From the NS archive: Franco’s Spain

8 May 1937: So far all books published on the crisis in Spain show every evidence of being put together in a hurry.

By Cyril Connolly

Cyril Connolly had by May 1937 read “practically everything” that had been published about the conflict in Spain, and could say that so far most books had been produced “to cash in on the civil war in a not very dignified manner”, he writes in this spiky review of five books. Connolly would only recommend “Franco Means Business” by Georges Rotvand “to anyone who can get a laugh out of the author’s painstaking attempt to make a thoroughly unsympathetic character likeable”. In it Franco, the nationalist leader and future dictator, comes across as a “fat, frugal, taciturn little man”. One of the other books suffers from “an unredeemable seediness”. Connolly ends his piece with a list of suggestions for how to write a good book about Spain, but says he knows they will be ignored – a significant political event such as the Spanish Civil War is a sure money-maker for authors and their publishers.


Franco Means Business by Georges Rotvand
Death in the Morning by Helen Nicholson
Spaniard’s Way by Vittorio G Rossi
Salud! by Peadar O’Donnell
Red, White and Spain by Nigel Tangye

Books on Spain may be divided, at the present moment, into three classes, works of pure propaganda or pamphlets destined to help one side or the other, and travel books culled from material gathered before the civil war and hastily unloaded.

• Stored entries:
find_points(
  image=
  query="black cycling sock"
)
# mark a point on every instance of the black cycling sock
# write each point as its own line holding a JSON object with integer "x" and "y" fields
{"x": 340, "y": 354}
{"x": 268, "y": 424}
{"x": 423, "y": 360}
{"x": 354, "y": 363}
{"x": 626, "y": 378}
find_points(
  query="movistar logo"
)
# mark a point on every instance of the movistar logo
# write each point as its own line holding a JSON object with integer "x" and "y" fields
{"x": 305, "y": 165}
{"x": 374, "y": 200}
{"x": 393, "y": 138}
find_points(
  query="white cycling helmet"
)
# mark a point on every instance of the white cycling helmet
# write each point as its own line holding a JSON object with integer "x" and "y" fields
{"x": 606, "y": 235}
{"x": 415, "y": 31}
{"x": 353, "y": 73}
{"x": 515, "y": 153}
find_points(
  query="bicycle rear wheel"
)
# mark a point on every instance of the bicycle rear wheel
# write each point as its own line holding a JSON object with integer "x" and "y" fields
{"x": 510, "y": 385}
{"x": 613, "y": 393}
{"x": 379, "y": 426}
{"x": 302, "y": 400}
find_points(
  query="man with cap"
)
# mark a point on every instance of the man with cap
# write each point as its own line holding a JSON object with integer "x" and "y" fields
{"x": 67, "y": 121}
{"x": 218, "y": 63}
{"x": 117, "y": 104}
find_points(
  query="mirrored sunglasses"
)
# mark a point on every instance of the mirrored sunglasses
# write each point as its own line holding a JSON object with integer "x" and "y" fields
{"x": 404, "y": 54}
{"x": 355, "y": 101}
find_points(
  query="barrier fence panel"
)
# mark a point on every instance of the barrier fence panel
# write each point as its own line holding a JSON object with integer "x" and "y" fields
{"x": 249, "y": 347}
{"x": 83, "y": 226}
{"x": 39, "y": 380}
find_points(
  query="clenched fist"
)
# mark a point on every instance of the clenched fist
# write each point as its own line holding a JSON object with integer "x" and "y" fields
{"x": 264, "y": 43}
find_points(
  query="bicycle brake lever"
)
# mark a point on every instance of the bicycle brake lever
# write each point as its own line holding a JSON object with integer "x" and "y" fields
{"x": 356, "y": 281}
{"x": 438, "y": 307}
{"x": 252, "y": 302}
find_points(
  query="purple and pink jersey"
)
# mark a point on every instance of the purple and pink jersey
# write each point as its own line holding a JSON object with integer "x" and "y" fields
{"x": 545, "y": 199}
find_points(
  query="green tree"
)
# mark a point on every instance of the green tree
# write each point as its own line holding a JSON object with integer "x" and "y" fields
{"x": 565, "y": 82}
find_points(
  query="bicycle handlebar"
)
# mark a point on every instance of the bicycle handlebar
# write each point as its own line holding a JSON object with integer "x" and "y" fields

• CHECK YOUR UNDERSTANDING:
1. Print the part of the archive piece on Franco's Spain that runs from "Books on Spain" to "and hastily unloaded.".
2. Answer these questions from the archive piece on Franco's Spain:
(a) Who wrote "Franco Means Business"?
(b) How many books does the review cover?
(c) How does Franco come across in that book?

• SOLUTIONS PER TASK:
1.
Books on Spain may be divided, at the present moment, into three classes, works of pure propaganda or pamphlets destined to help one side or the other, and travel books culled from material gathered before the civil war and hastily unloaded.

2.
(a) Georges Rotvand
(b) Five
(c) As a "fat, frugal, taciturn little man"